The real question is, how often does anyone sell a language or a kernel the lion's share of which wasn't written in the 1980s/early 1990s?


Thank you, that is a better version of what I said.


How about Microsoft, Apple, IBM, Digital and a few dozen of other companies?


A few dozen companies? So not generally relevant to 99.999% of all startups then?


Most internet startup wannabes don't realize that "consumer internet" is actually a pretty small little niche which is disproportionally well represented in the media and very vocal/annoying with its self-promoting blogs, rock stars, ninjas and all that childish crap. However, it's only a niche.

There are many more industries where you're selling to other engineers, where technical elegance and performance matters more than you'd think: industrial automation/test, real time data acquisition, finance and banking, aerospace, specialized scientific libraries, specialized compilers (for chips you've never heard of), heavily customized Linux kernels for embedded systems, custom file systems, the list goes on forever. Companies like Sun, Apple, Microsoft, IBM, Texas Instruments, Oracle and even Dell - all of them do a lot of this highly technical, lower level work, often in C/C++ and each of these companies has an ecosystem of startups revolving around them.

Your responses are the best illustration of SV echo-chamber effect. Keep on thinking that becoming an AJAXified CRUD htmlizator of MySQL tables is your only way to make money with a CS degree.


I can barely see out of my pigeonhole, but I'll try to reply anyway :)

### Dataset content
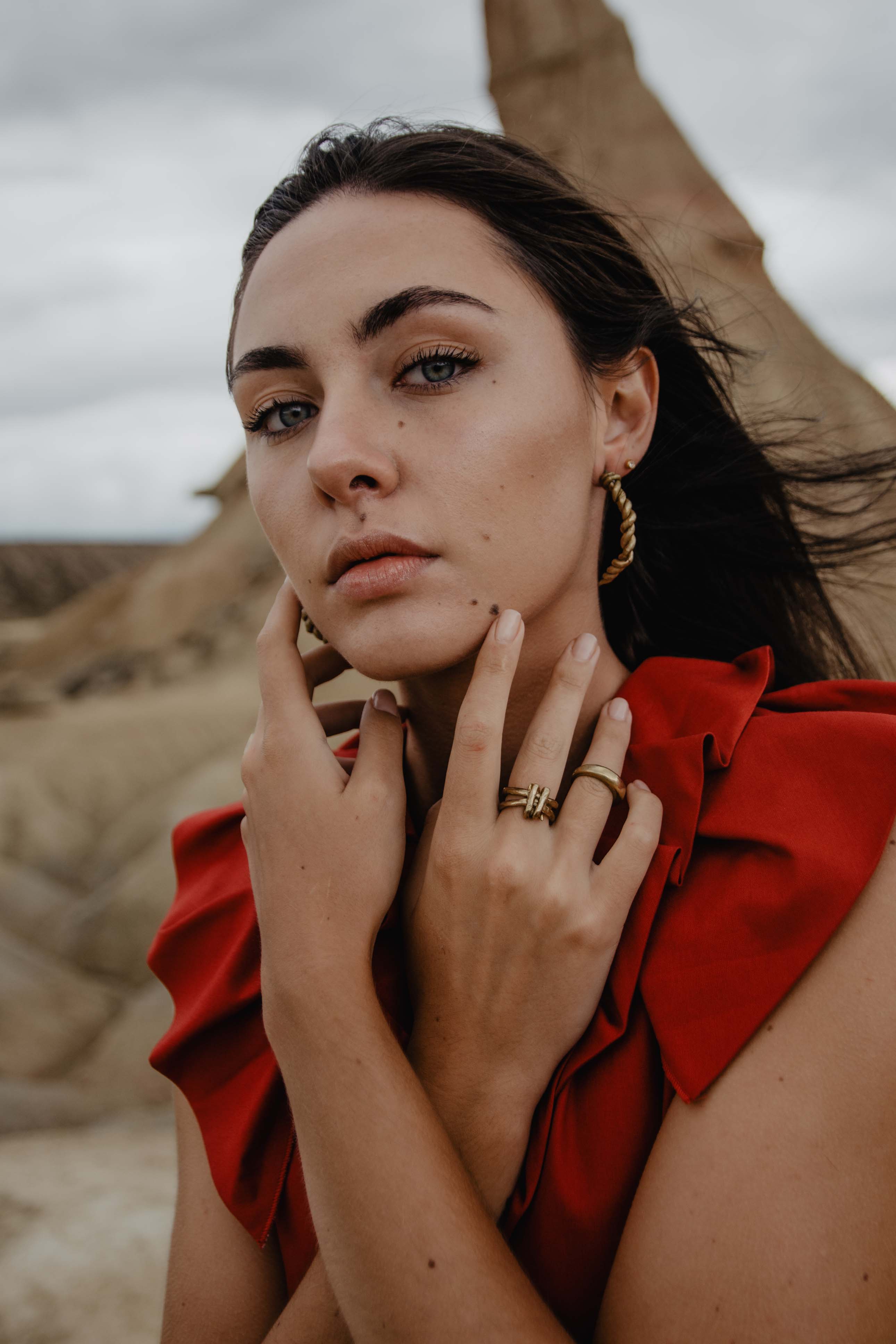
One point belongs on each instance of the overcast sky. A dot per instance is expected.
(139, 136)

### Goal of the exercise
Copy out the whole comment thread above about startups and low-level technical work, word for word.

### Written solution
The real question is, how often does anyone sell a language or a kernel the lion's share of which wasn't written in the 1980s/early 1990s?


Thank you, that is a better version of what I said.


How about Microsoft, Apple, IBM, Digital and a few dozen of other companies?


A few dozen companies? So not generally relevant to 99.999% of all startups then?


Most internet startup wannabes don't realize that "consumer internet" is actually a pretty small little niche which is disproportionally well represented in the media and very vocal/annoying with its self-promoting blogs, rock stars, ninjas and all that childish crap. However, it's only a niche.

There are many more industries where you're selling to other engineers, where technical elegance and performance matters more than you'd think: industrial automation/test, real time data acquisition, finance and banking, aerospace, specialized scientific libraries, specialized compilers (for chips you've never heard of), heavily customized Linux kernels for embedded systems, custom file systems, the list goes on forever. Companies like Sun, Apple, Microsoft, IBM, Texas Instruments, Oracle and even Dell - all of them do a lot of this highly technical, lower level work, often in C/C++ and each of these companies has an ecosystem of startups revolving around them.

Your responses are the best illustration of SV echo-chamber effect. Keep on thinking that becoming an AJAXified CRUD htmlizator of MySQL tables is your only way to make money with a CS degree.


I can barely see out of my pigeonhole, but I'll try to reply anyway :)